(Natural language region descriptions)
--
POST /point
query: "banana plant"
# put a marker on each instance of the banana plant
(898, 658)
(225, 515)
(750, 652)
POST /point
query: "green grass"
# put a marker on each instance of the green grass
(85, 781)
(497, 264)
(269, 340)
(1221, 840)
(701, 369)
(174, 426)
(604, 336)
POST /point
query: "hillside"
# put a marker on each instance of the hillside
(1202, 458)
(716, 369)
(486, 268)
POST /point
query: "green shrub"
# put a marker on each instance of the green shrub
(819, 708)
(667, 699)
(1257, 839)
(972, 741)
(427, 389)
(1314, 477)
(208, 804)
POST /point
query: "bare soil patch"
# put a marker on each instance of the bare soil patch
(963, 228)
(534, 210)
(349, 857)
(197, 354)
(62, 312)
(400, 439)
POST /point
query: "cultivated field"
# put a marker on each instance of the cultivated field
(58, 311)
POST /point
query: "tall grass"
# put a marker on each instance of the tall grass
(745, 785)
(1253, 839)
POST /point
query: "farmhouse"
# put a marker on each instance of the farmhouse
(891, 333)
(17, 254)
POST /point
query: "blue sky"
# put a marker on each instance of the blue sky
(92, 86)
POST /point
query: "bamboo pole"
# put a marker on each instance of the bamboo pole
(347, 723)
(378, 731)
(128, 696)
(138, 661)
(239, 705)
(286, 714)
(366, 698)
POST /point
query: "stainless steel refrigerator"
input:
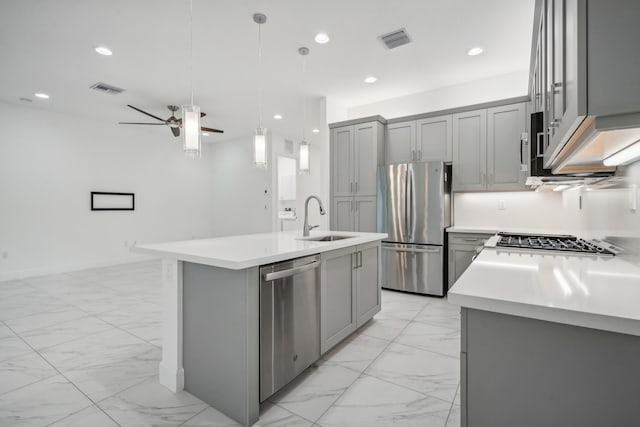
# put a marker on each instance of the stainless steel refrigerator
(414, 210)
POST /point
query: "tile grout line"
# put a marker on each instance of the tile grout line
(367, 367)
(69, 381)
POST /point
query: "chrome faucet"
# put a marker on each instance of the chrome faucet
(307, 227)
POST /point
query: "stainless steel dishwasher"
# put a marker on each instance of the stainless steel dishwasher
(289, 321)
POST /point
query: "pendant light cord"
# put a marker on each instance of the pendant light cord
(304, 104)
(260, 76)
(191, 46)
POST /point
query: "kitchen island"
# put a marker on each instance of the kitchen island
(211, 307)
(549, 340)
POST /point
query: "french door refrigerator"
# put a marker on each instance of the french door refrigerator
(414, 210)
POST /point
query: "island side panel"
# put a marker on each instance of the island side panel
(526, 372)
(171, 373)
(221, 338)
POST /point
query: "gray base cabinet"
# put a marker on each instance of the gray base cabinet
(516, 371)
(462, 249)
(350, 291)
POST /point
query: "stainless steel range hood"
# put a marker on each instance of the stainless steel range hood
(595, 139)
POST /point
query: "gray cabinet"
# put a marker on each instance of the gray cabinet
(490, 149)
(434, 137)
(423, 140)
(469, 151)
(507, 148)
(355, 152)
(368, 282)
(462, 249)
(400, 142)
(350, 291)
(337, 297)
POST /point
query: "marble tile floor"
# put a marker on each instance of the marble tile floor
(82, 349)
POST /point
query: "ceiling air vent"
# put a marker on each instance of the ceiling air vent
(103, 87)
(395, 38)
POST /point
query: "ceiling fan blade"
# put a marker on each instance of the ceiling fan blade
(211, 130)
(133, 123)
(144, 112)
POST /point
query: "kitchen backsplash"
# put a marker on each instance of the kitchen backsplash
(588, 213)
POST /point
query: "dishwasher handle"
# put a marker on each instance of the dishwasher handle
(291, 271)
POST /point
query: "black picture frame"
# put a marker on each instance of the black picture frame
(116, 206)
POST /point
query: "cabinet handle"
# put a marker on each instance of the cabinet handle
(539, 152)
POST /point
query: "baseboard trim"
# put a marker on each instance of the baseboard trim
(34, 272)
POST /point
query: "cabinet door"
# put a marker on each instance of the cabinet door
(365, 214)
(460, 258)
(400, 142)
(506, 150)
(434, 139)
(338, 311)
(469, 150)
(366, 158)
(368, 284)
(342, 218)
(342, 176)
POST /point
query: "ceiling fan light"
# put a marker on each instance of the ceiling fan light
(303, 158)
(191, 131)
(260, 148)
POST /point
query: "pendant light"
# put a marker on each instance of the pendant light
(191, 113)
(260, 137)
(303, 155)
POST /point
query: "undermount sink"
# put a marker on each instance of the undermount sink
(329, 238)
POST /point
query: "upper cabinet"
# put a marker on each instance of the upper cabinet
(423, 140)
(585, 81)
(490, 149)
(356, 150)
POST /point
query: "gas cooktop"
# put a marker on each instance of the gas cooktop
(559, 243)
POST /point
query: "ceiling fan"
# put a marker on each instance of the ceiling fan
(174, 123)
--
Return the data above unchanged. Pictures are not part of the copy.

POST /point
query: "banana plant"
# put a marker on each instance of the banana plant
(898, 658)
(225, 515)
(750, 652)
POST /point
query: "green grass"
# put a marker on each instance of the green grass
(85, 781)
(497, 264)
(269, 340)
(1221, 840)
(701, 369)
(174, 426)
(604, 336)
POST /point
query: "hillside"
# put a marker on each instance of the hillside
(1202, 458)
(716, 369)
(486, 268)
POST /point
query: "green shrub"
# put a marker on each instance of the green shrub
(819, 708)
(667, 699)
(1257, 839)
(972, 741)
(427, 389)
(1314, 477)
(208, 804)
POST /point
query: "bare soil patch"
# put a marker on each instance of the bare soil patch
(963, 228)
(534, 210)
(349, 857)
(197, 354)
(62, 312)
(400, 439)
POST /point
query: "cultivated field"
# put a marker on each instance of the cultivated field
(58, 311)
POST /point
query: "tall grass"
# put a marker on each instance of the tall grass
(745, 785)
(1253, 839)
POST /point
query: "farmhouse"
# put a marker on each instance of the farmhouse
(891, 333)
(17, 254)
POST /point
query: "blue sky"
# put a marker on each instance of the blue sky
(92, 86)
POST /point
query: "bamboo pole"
# put a marker on each instance of the bamboo pole
(347, 723)
(378, 731)
(128, 696)
(138, 661)
(239, 705)
(286, 714)
(366, 698)
POST /point
query: "stainless steel refrigerator"
input:
# put a marker on each instance of the stainless steel refrigerator
(414, 210)
POST /point
query: "tile grout line"
# put a marker on each instance of the tile grout line
(367, 367)
(69, 381)
POST /point
query: "chrome faucet"
# put a marker on each instance of the chrome faucet
(307, 227)
POST /point
query: "stainless steel dishwasher"
# put a marker on each instance of the stainless steel dishwasher
(289, 321)
POST /point
query: "pendant light cord"
# put a marker on each instance of the pendant light cord
(304, 104)
(260, 76)
(191, 46)
POST /point
query: "kitchen island"
# put a marker on each instance of the kitchen island
(211, 307)
(549, 340)
POST /point
query: "french door refrigerator"
# put a marker on each instance of the french door refrigerator
(414, 210)
POST /point
query: "island side panel"
# put a marker on each instance of the island side panel
(526, 372)
(171, 373)
(221, 338)
POST /point
query: "gray base cabinet"
# put a marker on each instance of the gray base cabinet
(516, 371)
(462, 249)
(350, 291)
POST /point
query: "stainless steel range hood"
# put a marker on each instance of the stainless steel range hood
(595, 139)
POST /point
query: "gray cabinet"
# put a marker on each instance of the gray cabinet
(490, 149)
(434, 137)
(423, 140)
(469, 151)
(507, 148)
(355, 152)
(368, 282)
(462, 249)
(400, 142)
(350, 291)
(337, 297)
POST /point
query: "marble tile floor"
# put a marker on each instance of the marble tile floor
(82, 349)
POST /point
query: "ceiling air vent"
# put a marker on each instance of the ceiling air vent
(103, 87)
(395, 38)
POST /point
query: "ceiling fan blade"
# put a marker on each instance of the ceiling fan blade
(211, 130)
(133, 123)
(144, 112)
POST /point
query: "kitchen backsplash"
# put a marker on each instance of the kitchen backsplash
(588, 213)
POST /point
query: "dishwasher handle"
# put a marker on each instance of the dishwasher handle
(291, 271)
POST /point
query: "black picture frame"
# put a marker on each instance of the black picture frame
(116, 206)
POST /point
query: "cabinet handle"
# put a marker on each instance of the cabinet handle
(539, 152)
POST /point
query: "baseboard trim"
# put a marker on each instance of the baseboard trim
(34, 272)
POST /point
query: "cabinet door"
# put a marker on each instance of the cabinet door
(365, 214)
(460, 258)
(400, 142)
(506, 150)
(434, 139)
(338, 311)
(469, 150)
(366, 158)
(368, 284)
(342, 218)
(342, 176)
POST /point
query: "ceiling fan light"
# put a marker on each instance of the ceiling fan light
(303, 158)
(191, 131)
(260, 148)
POST /point
query: "pendant light"
# put a marker on each instance of the pendant light
(191, 113)
(260, 137)
(303, 155)
POST /point
query: "undermount sink"
# put a marker on each instance of the undermount sink
(329, 238)
POST /point
query: "upper cabinet"
# put a marker on each instance of the upper cabinet
(423, 140)
(585, 81)
(490, 149)
(356, 150)
POST /point
query: "gas cooktop"
# put a marker on each instance of the gas cooktop
(559, 243)
POST /point
query: "ceiling fan"
# put a marker on each instance of the ceiling fan
(174, 123)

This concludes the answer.